[Task to complete] Every record below should be retyped exactly, and no picture should appear in the copy.

★ ★ ★ ★

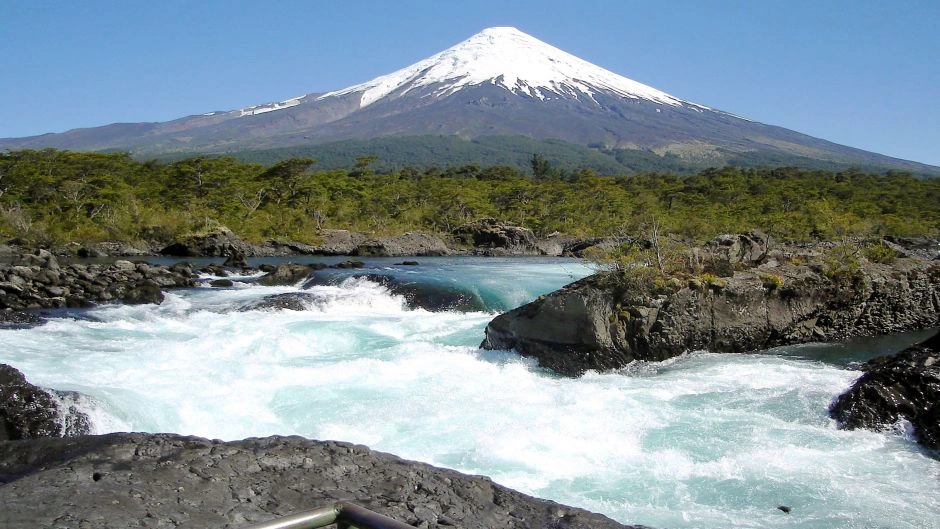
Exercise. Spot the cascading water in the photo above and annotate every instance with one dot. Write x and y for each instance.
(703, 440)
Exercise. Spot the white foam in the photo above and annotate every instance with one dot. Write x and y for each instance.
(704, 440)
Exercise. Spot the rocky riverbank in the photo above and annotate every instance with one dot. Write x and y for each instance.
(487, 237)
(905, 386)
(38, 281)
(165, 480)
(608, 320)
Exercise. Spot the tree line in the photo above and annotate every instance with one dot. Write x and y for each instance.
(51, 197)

★ ★ ★ ★

[The completed task]
Exercise. Spot the cascading water in the photo above and annotate every instance with one dot. Write x and y for each instance.
(703, 440)
Exercise. Spot the white foam in the photo above and annotate every instance with one dot. Write x and y for each instance.
(704, 440)
Exercise. Spot the rocky riverbank in the photo above and annotate every instance with one dot. Write x and y for each instance.
(487, 237)
(905, 386)
(38, 281)
(165, 480)
(608, 320)
Exercise. Spot the tree line in the photo above and annotate every instance with one dot. Write x and y for each instance.
(51, 197)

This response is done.